------ MATERIALS PROVIDED

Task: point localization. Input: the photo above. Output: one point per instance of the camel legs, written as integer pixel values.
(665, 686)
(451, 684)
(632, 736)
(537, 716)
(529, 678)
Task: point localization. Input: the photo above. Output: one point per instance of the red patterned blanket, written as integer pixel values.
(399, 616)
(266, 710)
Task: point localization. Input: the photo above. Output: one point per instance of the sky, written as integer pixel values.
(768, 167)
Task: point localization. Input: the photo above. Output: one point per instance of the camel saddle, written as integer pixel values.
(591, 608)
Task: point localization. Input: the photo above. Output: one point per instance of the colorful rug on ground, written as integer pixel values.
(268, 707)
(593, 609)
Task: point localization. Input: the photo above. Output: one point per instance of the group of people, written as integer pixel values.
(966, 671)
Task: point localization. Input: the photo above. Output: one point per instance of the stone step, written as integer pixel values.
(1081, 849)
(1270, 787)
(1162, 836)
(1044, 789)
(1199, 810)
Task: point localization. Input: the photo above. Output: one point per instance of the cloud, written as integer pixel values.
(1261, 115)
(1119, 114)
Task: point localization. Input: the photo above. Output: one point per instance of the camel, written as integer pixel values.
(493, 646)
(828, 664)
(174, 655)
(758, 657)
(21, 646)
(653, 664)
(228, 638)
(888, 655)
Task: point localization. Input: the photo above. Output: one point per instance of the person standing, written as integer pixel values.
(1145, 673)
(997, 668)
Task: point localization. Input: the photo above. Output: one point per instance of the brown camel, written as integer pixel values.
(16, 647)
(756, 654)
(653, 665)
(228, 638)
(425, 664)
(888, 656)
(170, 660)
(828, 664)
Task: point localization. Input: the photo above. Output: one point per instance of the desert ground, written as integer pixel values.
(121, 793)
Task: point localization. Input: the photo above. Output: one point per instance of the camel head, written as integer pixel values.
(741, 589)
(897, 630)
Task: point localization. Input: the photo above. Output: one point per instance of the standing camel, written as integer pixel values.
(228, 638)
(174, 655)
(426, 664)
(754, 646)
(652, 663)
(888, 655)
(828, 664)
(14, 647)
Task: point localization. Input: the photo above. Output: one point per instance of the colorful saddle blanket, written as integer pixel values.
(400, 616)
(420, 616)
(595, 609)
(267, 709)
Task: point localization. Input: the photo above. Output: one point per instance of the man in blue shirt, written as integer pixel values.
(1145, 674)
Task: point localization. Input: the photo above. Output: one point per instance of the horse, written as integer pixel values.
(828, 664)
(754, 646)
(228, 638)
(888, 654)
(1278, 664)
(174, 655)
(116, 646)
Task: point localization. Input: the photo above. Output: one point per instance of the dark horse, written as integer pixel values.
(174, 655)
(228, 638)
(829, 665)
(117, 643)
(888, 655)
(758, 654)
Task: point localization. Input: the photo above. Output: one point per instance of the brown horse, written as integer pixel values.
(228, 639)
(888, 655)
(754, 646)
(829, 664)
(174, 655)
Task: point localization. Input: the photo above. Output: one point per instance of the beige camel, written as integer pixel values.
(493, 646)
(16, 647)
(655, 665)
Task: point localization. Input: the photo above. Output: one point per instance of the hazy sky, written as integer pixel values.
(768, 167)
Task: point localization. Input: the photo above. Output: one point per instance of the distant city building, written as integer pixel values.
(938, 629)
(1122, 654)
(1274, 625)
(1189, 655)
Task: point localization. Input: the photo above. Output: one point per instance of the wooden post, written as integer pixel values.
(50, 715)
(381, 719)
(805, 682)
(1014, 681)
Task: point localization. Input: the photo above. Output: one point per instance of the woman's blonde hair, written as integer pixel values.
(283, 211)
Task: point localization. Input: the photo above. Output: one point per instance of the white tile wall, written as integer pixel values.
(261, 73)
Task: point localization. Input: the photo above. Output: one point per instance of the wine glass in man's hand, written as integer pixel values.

------------

WHAT YOU NEED TO DO | Convert the records above into a Markdown table with the columns Row and Line. Give each non-blank line its own numbered row, and leave out blank lines.

REPLY TO THE TASK |
| Row | Line |
|---|---|
| 1 | Task: point localization. Input: the photo above. Output: one point per instance of the camel legs, written as integer pixel values. |
| 2 | (665, 686) |
| 3 | (451, 684) |
| 4 | (632, 736) |
| 5 | (537, 716) |
| 6 | (529, 678) |
| 7 | Task: point localization. Input: the photo above. Output: one point per instance of the red patterned blanket, written as integer pixel values. |
| 8 | (399, 616) |
| 9 | (266, 710) |
| 10 | Task: point localization. Input: the photo above. Output: one point per instance of the sky, written as integer pixel values. |
| 11 | (768, 167) |
| 12 | Task: point localization. Input: the photo above. Output: one point per instance of the camel saddle, written as integer pixel values. |
| 13 | (591, 608) |
| 14 | Task: point localization. Input: the photo above. Output: one point per instance of the colorful rug on ground, written as integer pixel values. |
| 15 | (268, 707) |
| 16 | (593, 609) |
| 17 | Task: point localization. Input: the photo above. Output: one point per instance of the group of people, written as integer pixel values. |
| 18 | (966, 671) |
| 19 | Task: point localization. Input: the photo above. Output: one point per instance of the stone step, written as integer pixel values. |
| 20 | (1081, 849) |
| 21 | (1270, 787) |
| 22 | (1162, 836) |
| 23 | (1044, 789) |
| 24 | (1199, 810) |
| 25 | Task: point localization. Input: the photo above. Output: one point per instance of the cloud, written as integer pixel values. |
| 26 | (1261, 115) |
| 27 | (1119, 114) |
| 28 | Task: point localization. Input: the photo above. Output: one point per instance of the camel, written as integer pixel values. |
| 29 | (493, 646) |
| 30 | (828, 664) |
| 31 | (174, 655) |
| 32 | (758, 657) |
| 33 | (21, 646) |
| 34 | (653, 664) |
| 35 | (228, 638) |
| 36 | (888, 655) |
| 37 | Task: point localization. Input: the photo above. Output: one point per instance of the person standing, written as integer pixel values. |
| 38 | (1145, 673) |
| 39 | (997, 668) |
| 40 | Task: point localization. Input: the photo above. Output: one point per instance of the brown camel, written as integer pixel values. |
| 41 | (16, 647) |
| 42 | (756, 654) |
| 43 | (653, 665) |
| 44 | (228, 638) |
| 45 | (425, 664) |
| 46 | (888, 656) |
| 47 | (170, 660) |
| 48 | (828, 664) |
| 49 | Task: point localization. Input: the photo above. Output: one point per instance of the desert ground, written as integer pixel values. |
| 50 | (121, 793) |
| 51 | Task: point localization. Input: the photo above. Output: one point per instance of the camel head, written as integer pixel values. |
| 52 | (741, 589) |
| 53 | (897, 630) |
| 54 | Task: point localization. Input: the photo above. Output: one point per instance of the standing camel, written as integer pixel values. |
| 55 | (228, 638) |
| 56 | (174, 655) |
| 57 | (426, 664) |
| 58 | (754, 646) |
| 59 | (652, 663) |
| 60 | (888, 655) |
| 61 | (828, 664) |
| 62 | (14, 647) |
| 63 | Task: point localization. Input: the photo above. Output: one point per instance of the colorful saddle blanket, written as integer pixel values. |
| 64 | (400, 616) |
| 65 | (420, 616) |
| 66 | (595, 609) |
| 67 | (267, 709) |
| 68 | Task: point localization. Input: the photo above. Output: one point per instance of the man in blue shirt, written as integer pixel values. |
| 69 | (1145, 674) |
| 70 | Task: point localization. Input: the photo above. Output: one point per instance of the horse, written as integer pixel values. |
| 71 | (828, 664) |
| 72 | (754, 646) |
| 73 | (228, 638) |
| 74 | (888, 654) |
| 75 | (1278, 664) |
| 76 | (174, 655) |
| 77 | (116, 646) |
| 78 | Task: point localization. Input: the photo above. Output: one point per instance of the dark horse, written as integer pixel values. |
| 79 | (174, 655) |
| 80 | (228, 638) |
| 81 | (829, 665) |
| 82 | (117, 643) |
| 83 | (888, 655) |
| 84 | (758, 654) |
| 85 | Task: point localization. Input: the photo above. Output: one point per instance of the brown horse, written as integer pixel values. |
| 86 | (228, 639) |
| 87 | (888, 655) |
| 88 | (754, 646) |
| 89 | (829, 664) |
| 90 | (174, 655) |
| 91 | Task: point localization. Input: the photo above. Output: one point per instance of the beige camel, written as integer pixel values. |
| 92 | (493, 646) |
| 93 | (16, 647) |
| 94 | (655, 665) |
| 95 | Task: point localization. Input: the photo above. Output: one point per instance of the hazy sky, written as integer pixel values. |
| 96 | (768, 167) |
| 97 | Task: point localization. Input: the photo above. Output: one point per instance of the distant city building, written as integer pixel values. |
| 98 | (938, 629) |
| 99 | (1122, 654) |
| 100 | (1274, 625) |
| 101 | (1189, 655) |
| 102 | Task: point localization. Input: the photo above. Output: one point per instance of the wooden post, written as integer pixel values. |
| 103 | (50, 715) |
| 104 | (381, 719) |
| 105 | (805, 682) |
| 106 | (1014, 681) |
| 107 | Task: point localization. Input: the photo above. Output: one point per instance of the woman's blonde hair, written as integer pixel values. |
| 108 | (283, 211) |
| 109 | Task: point localization. Input: the photo above. Output: one point per instance of the white tile wall, written as integer pixel values. |
| 110 | (261, 73) |
| 111 | Task: point localization. Input: the photo above. Output: one point per instance of the wine glass in man's hand, written as integer pixel values. |